● **Prompt**:
Each line of the data has to be retyped exactly as it is.

•••••

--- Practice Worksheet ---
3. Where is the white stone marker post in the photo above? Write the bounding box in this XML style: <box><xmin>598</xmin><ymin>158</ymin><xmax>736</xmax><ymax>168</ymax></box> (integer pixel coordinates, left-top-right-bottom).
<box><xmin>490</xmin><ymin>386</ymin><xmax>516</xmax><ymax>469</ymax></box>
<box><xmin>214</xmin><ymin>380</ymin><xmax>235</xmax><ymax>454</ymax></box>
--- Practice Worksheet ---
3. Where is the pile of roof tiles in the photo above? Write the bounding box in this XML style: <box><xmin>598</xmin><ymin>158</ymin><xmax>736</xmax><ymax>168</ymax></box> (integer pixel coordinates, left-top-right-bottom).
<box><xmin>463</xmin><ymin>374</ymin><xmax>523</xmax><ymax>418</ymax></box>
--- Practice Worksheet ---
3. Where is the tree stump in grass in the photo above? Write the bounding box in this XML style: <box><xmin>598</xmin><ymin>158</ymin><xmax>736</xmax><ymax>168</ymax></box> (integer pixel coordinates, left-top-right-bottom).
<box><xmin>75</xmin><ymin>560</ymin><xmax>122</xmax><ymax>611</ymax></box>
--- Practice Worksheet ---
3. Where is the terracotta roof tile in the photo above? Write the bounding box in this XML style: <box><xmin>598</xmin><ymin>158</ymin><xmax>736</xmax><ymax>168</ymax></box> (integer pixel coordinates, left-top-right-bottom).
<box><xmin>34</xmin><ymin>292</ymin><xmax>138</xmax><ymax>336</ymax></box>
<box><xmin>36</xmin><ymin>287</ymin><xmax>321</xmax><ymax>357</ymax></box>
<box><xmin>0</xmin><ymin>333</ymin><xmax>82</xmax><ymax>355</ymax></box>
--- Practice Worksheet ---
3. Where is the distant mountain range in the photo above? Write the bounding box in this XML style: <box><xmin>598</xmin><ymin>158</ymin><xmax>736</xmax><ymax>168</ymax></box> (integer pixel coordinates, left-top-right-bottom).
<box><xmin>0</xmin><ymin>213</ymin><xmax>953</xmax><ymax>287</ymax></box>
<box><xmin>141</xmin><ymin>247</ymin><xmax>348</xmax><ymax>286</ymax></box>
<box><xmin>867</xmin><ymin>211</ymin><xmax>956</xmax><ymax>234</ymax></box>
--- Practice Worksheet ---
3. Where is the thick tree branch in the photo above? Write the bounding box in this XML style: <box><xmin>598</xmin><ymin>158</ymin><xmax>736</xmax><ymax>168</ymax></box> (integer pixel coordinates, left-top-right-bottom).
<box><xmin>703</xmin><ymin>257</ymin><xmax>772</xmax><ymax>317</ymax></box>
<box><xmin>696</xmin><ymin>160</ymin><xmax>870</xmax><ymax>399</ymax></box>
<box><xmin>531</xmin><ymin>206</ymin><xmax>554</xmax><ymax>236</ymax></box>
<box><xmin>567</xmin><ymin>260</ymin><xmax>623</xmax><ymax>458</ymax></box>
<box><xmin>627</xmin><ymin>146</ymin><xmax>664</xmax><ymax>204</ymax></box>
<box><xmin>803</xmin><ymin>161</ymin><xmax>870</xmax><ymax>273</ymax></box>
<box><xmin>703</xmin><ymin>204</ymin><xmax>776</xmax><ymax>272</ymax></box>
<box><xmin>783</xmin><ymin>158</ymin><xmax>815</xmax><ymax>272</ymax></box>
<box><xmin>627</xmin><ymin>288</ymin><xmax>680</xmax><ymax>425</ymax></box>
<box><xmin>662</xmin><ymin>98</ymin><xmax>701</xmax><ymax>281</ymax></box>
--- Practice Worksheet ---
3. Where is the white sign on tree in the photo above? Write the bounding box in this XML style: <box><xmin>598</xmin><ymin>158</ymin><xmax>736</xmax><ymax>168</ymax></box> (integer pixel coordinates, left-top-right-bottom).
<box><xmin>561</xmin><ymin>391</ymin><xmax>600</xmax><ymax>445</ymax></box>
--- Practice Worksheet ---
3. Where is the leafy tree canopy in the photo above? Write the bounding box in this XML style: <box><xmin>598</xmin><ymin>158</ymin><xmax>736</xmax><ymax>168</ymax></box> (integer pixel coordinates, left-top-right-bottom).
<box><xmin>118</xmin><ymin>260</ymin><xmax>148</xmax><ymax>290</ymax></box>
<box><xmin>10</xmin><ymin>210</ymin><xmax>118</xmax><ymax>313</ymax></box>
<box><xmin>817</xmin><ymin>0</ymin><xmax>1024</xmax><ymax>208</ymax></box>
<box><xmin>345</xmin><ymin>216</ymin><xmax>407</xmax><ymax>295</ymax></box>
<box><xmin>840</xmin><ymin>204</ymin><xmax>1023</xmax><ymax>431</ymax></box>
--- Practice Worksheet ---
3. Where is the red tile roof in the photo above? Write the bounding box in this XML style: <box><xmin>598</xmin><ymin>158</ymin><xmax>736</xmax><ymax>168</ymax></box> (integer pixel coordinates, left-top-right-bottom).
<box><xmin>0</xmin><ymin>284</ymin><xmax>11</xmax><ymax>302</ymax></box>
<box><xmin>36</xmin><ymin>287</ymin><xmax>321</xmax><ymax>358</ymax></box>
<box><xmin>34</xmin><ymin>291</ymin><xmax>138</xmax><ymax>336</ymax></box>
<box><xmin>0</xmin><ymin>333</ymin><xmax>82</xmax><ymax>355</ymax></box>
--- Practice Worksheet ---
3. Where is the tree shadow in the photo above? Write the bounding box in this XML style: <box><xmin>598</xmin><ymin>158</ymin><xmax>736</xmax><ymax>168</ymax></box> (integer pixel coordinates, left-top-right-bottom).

•••••

● **Task solution**:
--- Practice Worksheet ---
3. Where is the white stone marker post in the photo above? Write the bounding box in this XML style: <box><xmin>598</xmin><ymin>158</ymin><xmax>736</xmax><ymax>168</ymax></box> (integer pixel coordinates, left-top-right-bottom).
<box><xmin>490</xmin><ymin>386</ymin><xmax>516</xmax><ymax>469</ymax></box>
<box><xmin>214</xmin><ymin>380</ymin><xmax>235</xmax><ymax>454</ymax></box>
--- Practice Worksheet ---
3. Where is the pile of roof tiles in the photo above? Write the bounding box in this XML style: <box><xmin>598</xmin><ymin>158</ymin><xmax>736</xmax><ymax>168</ymax></box> (integer pixel coordinates, left-top-right-bottom).
<box><xmin>463</xmin><ymin>374</ymin><xmax>523</xmax><ymax>418</ymax></box>
--- Practice Worksheet ---
3. Where is the tree stump in grass in the photo above? Write the bounding box in this XML style: <box><xmin>598</xmin><ymin>158</ymin><xmax>736</xmax><ymax>168</ymax></box> (integer pixel coordinates, left-top-right-bottom).
<box><xmin>75</xmin><ymin>560</ymin><xmax>122</xmax><ymax>611</ymax></box>
--- Practice Worksheet ---
3. Where is the terracotta roof tile in the photo above? Write the bounding box in this XML style: <box><xmin>598</xmin><ymin>158</ymin><xmax>736</xmax><ymax>168</ymax></box> (integer pixel coordinates, left-top-right-bottom).
<box><xmin>34</xmin><ymin>292</ymin><xmax>138</xmax><ymax>336</ymax></box>
<box><xmin>36</xmin><ymin>287</ymin><xmax>321</xmax><ymax>357</ymax></box>
<box><xmin>0</xmin><ymin>333</ymin><xmax>82</xmax><ymax>355</ymax></box>
--- Practice Worksheet ---
3. Where is the distant mountain range in the photo above? Write the bounding box in this XML style: <box><xmin>598</xmin><ymin>158</ymin><xmax>736</xmax><ymax>168</ymax></box> (integer pixel coordinates, left-top-right-bottom).
<box><xmin>0</xmin><ymin>213</ymin><xmax>953</xmax><ymax>287</ymax></box>
<box><xmin>141</xmin><ymin>247</ymin><xmax>348</xmax><ymax>286</ymax></box>
<box><xmin>867</xmin><ymin>211</ymin><xmax>956</xmax><ymax>234</ymax></box>
--- Practice Worksheet ---
3. Where is the thick tree branch in the photo above? Write the bounding box in this XML style: <box><xmin>598</xmin><ymin>158</ymin><xmax>736</xmax><ymax>168</ymax></box> (integer pixel coordinates, left-top-right-bottom).
<box><xmin>703</xmin><ymin>257</ymin><xmax>772</xmax><ymax>317</ymax></box>
<box><xmin>696</xmin><ymin>160</ymin><xmax>870</xmax><ymax>399</ymax></box>
<box><xmin>531</xmin><ymin>206</ymin><xmax>554</xmax><ymax>236</ymax></box>
<box><xmin>567</xmin><ymin>260</ymin><xmax>623</xmax><ymax>458</ymax></box>
<box><xmin>627</xmin><ymin>146</ymin><xmax>664</xmax><ymax>204</ymax></box>
<box><xmin>803</xmin><ymin>161</ymin><xmax>870</xmax><ymax>273</ymax></box>
<box><xmin>703</xmin><ymin>204</ymin><xmax>776</xmax><ymax>272</ymax></box>
<box><xmin>783</xmin><ymin>158</ymin><xmax>815</xmax><ymax>272</ymax></box>
<box><xmin>627</xmin><ymin>288</ymin><xmax>680</xmax><ymax>425</ymax></box>
<box><xmin>662</xmin><ymin>98</ymin><xmax>701</xmax><ymax>281</ymax></box>
--- Practice Worksheet ---
3. Where is the white sign on tree in the photo above? Write the bounding box in this XML style: <box><xmin>598</xmin><ymin>158</ymin><xmax>736</xmax><ymax>168</ymax></box> (integer pixel coordinates, left-top-right-bottom).
<box><xmin>561</xmin><ymin>391</ymin><xmax>600</xmax><ymax>445</ymax></box>
--- Practice Worksheet ---
3. Where is the leafy tree canopy in the photo above? Write the bounding box in this XML style: <box><xmin>598</xmin><ymin>158</ymin><xmax>736</xmax><ymax>168</ymax></box> (integer pixel coordinates, left-top-right-bottom).
<box><xmin>118</xmin><ymin>260</ymin><xmax>148</xmax><ymax>290</ymax></box>
<box><xmin>10</xmin><ymin>210</ymin><xmax>118</xmax><ymax>313</ymax></box>
<box><xmin>817</xmin><ymin>0</ymin><xmax>1024</xmax><ymax>208</ymax></box>
<box><xmin>345</xmin><ymin>216</ymin><xmax>407</xmax><ymax>295</ymax></box>
<box><xmin>840</xmin><ymin>204</ymin><xmax>1023</xmax><ymax>431</ymax></box>
--- Practice Worksheet ---
3. Where is the red tile roof in the photo above? Write the bounding box in this XML style: <box><xmin>598</xmin><ymin>158</ymin><xmax>736</xmax><ymax>168</ymax></box> (integer pixel coordinates, left-top-right-bottom).
<box><xmin>0</xmin><ymin>284</ymin><xmax>11</xmax><ymax>302</ymax></box>
<box><xmin>36</xmin><ymin>287</ymin><xmax>321</xmax><ymax>358</ymax></box>
<box><xmin>34</xmin><ymin>291</ymin><xmax>138</xmax><ymax>336</ymax></box>
<box><xmin>0</xmin><ymin>333</ymin><xmax>82</xmax><ymax>355</ymax></box>
--- Practice Worksheet ---
3. Where is the tree shadow in the photo above? Write the bounding box in this XML style: <box><xmin>598</xmin><ymin>158</ymin><xmax>736</xmax><ymax>168</ymax></box> (integer pixel coordinates, left-top-right-bottom).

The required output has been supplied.